WORK ITEM >> Copy each record below without changing a single word.

Referring expression data >>
★ ★ ★ ★ ★

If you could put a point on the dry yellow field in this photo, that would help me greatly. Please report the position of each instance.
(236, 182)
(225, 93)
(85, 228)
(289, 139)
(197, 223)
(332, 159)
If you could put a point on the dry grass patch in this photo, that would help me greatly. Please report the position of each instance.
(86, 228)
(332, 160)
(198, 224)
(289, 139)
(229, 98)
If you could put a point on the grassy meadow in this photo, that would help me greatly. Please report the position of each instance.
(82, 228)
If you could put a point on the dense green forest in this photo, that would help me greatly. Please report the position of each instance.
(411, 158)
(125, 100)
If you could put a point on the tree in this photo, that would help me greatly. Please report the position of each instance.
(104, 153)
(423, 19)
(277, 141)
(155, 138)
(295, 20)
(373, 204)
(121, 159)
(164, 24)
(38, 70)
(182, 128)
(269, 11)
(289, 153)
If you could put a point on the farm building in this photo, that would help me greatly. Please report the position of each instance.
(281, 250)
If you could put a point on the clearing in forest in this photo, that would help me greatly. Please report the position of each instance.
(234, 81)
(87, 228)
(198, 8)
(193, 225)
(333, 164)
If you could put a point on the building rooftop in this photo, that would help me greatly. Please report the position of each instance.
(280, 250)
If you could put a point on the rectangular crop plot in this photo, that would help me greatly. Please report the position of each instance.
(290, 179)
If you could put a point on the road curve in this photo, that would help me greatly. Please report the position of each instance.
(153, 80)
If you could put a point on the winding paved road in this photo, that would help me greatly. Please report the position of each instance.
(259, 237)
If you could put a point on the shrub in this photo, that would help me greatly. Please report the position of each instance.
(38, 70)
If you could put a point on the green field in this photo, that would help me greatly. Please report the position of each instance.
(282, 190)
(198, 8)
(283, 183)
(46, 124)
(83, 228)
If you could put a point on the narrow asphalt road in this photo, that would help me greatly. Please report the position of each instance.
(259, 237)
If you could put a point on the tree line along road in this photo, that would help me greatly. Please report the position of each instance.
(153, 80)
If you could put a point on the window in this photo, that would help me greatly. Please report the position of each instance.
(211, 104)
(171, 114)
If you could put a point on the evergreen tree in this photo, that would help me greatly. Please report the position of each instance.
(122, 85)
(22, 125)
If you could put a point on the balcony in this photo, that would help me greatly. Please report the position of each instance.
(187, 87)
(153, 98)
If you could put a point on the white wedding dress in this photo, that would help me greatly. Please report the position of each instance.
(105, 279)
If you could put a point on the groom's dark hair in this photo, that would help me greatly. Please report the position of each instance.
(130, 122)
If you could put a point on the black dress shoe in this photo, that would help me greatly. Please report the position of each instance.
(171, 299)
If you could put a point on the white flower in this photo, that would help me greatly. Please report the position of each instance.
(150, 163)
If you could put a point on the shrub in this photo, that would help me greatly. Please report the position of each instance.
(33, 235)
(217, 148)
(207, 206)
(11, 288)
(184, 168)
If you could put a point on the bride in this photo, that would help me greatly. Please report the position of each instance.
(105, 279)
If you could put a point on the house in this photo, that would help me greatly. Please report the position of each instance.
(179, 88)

★ ★ ★ ★ ★

TASK RESULT >>
If you could put a point on the dry yellow field in this photo, that would help me greatly. Please report the position of each instance.
(236, 182)
(225, 93)
(85, 228)
(289, 139)
(197, 223)
(332, 159)
If you could put a point on the dry grass patch in this photo, that would help me greatly. Please report the position of each instance.
(86, 228)
(332, 160)
(198, 224)
(289, 139)
(229, 98)
If you could put a point on the grassy meadow in this photo, that would help me greatly. Please report the position of each instance.
(82, 228)
If you could put a point on the dense green forest in this photo, that would help me greatly. Please report the position of each instance.
(411, 158)
(125, 100)
If you could put a point on the tree in this photo, that would help me greatly. Please report the position of each instance.
(104, 153)
(423, 19)
(277, 141)
(155, 138)
(295, 20)
(373, 204)
(121, 159)
(164, 24)
(38, 70)
(182, 128)
(269, 11)
(289, 153)
If you could put a point on the farm building in this photo, that would help me greatly. Please report the position of each instance.
(281, 250)
If you could put a point on the clearing in forest in this photo, that would help me greatly. Please report the position of each instance.
(234, 81)
(87, 228)
(198, 8)
(193, 225)
(333, 164)
If you could put a point on the building rooftop in this photo, that would help me greatly. Please report the position of each instance.
(280, 250)
If you could put a point on the rectangular crop plot in this photo, that would help me greatly. Please report the position of each instance.
(290, 179)
If you could put a point on the road curve in this photo, that would help me greatly. Please report the position of each instance.
(153, 80)
If you could put a point on the winding paved road in this photo, that would help me greatly. Please report the position of each instance.
(259, 237)
If you could put a point on the shrub in this photo, that would help me greatly. Please report the position of each instance.
(38, 70)
If you could put a point on the green field in this photo, that would help me greatly. Please report the position of each instance.
(282, 190)
(198, 8)
(283, 183)
(46, 124)
(83, 228)
If you could put a point on the narrow asphalt road in this photo, that would help me greatly. Please report the position of each instance.
(259, 237)
If you could put a point on the tree line along road in this photo, that would help me greatly. Please report the position of each instance.
(153, 80)
If you could put a point on the window in this photo, that would help me greatly. Please report the position of each instance.
(211, 104)
(171, 114)
If you could put a point on the evergreen tree in this photo, that would help me greatly. Please report the position of each instance.
(122, 85)
(22, 125)
If you could put a point on the balcony in this photo, that would help me greatly. Please report the position of each instance.
(187, 87)
(153, 98)
If you could put a point on the white wedding dress in this photo, that would help me greatly. Please report the position of each instance.
(105, 279)
If you could put a point on the groom's dark hair in this photo, that would help me greatly. Please report the position of each instance.
(130, 122)
If you could put a point on the black dress shoe in this photo, that would help me greatly. Please report the position of each instance.
(171, 299)
If you could put a point on the white flower in this photo, that would help me greatly. Please report the position of each instance.
(150, 163)
If you could put a point on the shrub in this photo, that would help me greatly. Please report the position of each instance.
(33, 235)
(217, 148)
(207, 206)
(11, 288)
(184, 168)
If you could put a point on the bride in this photo, that would help me greatly. Please report the position of each instance.
(105, 279)
If you could put a point on the house in this photo, that would help me greatly. Please report the position of each instance.
(179, 88)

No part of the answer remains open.